━━ Data
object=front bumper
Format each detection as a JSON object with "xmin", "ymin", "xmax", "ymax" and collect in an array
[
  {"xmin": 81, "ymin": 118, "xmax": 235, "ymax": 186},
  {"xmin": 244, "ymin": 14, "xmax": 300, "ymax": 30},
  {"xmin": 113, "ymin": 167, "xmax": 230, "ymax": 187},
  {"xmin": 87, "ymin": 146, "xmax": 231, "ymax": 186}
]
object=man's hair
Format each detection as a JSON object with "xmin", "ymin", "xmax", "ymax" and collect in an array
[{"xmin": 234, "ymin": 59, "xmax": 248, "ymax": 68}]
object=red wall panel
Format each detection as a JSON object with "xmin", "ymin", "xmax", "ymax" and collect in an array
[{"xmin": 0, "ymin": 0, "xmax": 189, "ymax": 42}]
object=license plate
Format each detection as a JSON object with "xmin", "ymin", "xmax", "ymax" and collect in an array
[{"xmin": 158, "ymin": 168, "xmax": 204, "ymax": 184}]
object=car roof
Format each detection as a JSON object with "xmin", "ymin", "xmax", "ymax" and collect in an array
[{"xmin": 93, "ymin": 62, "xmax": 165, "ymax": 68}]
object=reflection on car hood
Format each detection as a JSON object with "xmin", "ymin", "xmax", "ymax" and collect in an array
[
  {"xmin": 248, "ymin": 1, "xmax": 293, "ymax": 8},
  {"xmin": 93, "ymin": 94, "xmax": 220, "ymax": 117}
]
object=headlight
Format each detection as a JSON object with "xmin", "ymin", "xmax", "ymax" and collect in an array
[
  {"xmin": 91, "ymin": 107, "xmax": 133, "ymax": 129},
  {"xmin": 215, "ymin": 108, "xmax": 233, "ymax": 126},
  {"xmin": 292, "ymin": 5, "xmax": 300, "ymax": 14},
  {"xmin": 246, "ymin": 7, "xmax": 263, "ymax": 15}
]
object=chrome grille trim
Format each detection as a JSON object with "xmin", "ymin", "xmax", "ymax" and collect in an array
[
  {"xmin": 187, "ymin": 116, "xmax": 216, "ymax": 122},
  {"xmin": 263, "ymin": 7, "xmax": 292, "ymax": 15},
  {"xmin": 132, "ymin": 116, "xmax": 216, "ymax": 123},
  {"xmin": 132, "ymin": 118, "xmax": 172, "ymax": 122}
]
━━━━
Description of the task: Your answer must be every record above, retyped exactly.

Finished exercise:
object=front bumper
Format each detection as a JSON object with "xmin", "ymin", "xmax", "ymax" and collect in an array
[
  {"xmin": 81, "ymin": 118, "xmax": 235, "ymax": 186},
  {"xmin": 244, "ymin": 14, "xmax": 300, "ymax": 30},
  {"xmin": 113, "ymin": 167, "xmax": 230, "ymax": 187},
  {"xmin": 87, "ymin": 146, "xmax": 231, "ymax": 186}
]
object=man's hair
Format each detection as a JSON object with "xmin", "ymin", "xmax", "ymax" and collect in an array
[{"xmin": 234, "ymin": 59, "xmax": 248, "ymax": 68}]
object=red wall panel
Format each detection as a JSON object with "xmin", "ymin", "xmax", "ymax" and collect in an array
[{"xmin": 0, "ymin": 0, "xmax": 189, "ymax": 42}]
object=license plate
Format each detection as a JSON object with "xmin", "ymin", "xmax", "ymax" and collect in an array
[{"xmin": 158, "ymin": 168, "xmax": 204, "ymax": 184}]
object=car roof
Format each detection as a JSON object with "xmin", "ymin", "xmax", "ymax" and collect in an array
[{"xmin": 93, "ymin": 62, "xmax": 165, "ymax": 68}]
object=reflection on car hood
Format each detection as a JSON object with "xmin", "ymin", "xmax", "ymax" and collect in an array
[
  {"xmin": 248, "ymin": 1, "xmax": 293, "ymax": 8},
  {"xmin": 93, "ymin": 94, "xmax": 220, "ymax": 117}
]
object=headlight
Format each detection as a JSON object with "xmin", "ymin", "xmax", "ymax" and collect in an array
[
  {"xmin": 91, "ymin": 107, "xmax": 133, "ymax": 129},
  {"xmin": 215, "ymin": 108, "xmax": 233, "ymax": 126},
  {"xmin": 292, "ymin": 5, "xmax": 300, "ymax": 14},
  {"xmin": 246, "ymin": 7, "xmax": 263, "ymax": 15}
]
object=chrome grille trim
Format each detection as a JSON object with "xmin", "ymin", "xmax", "ymax" and collect in an array
[
  {"xmin": 187, "ymin": 116, "xmax": 216, "ymax": 122},
  {"xmin": 263, "ymin": 7, "xmax": 292, "ymax": 15},
  {"xmin": 132, "ymin": 116, "xmax": 216, "ymax": 123},
  {"xmin": 132, "ymin": 118, "xmax": 172, "ymax": 122}
]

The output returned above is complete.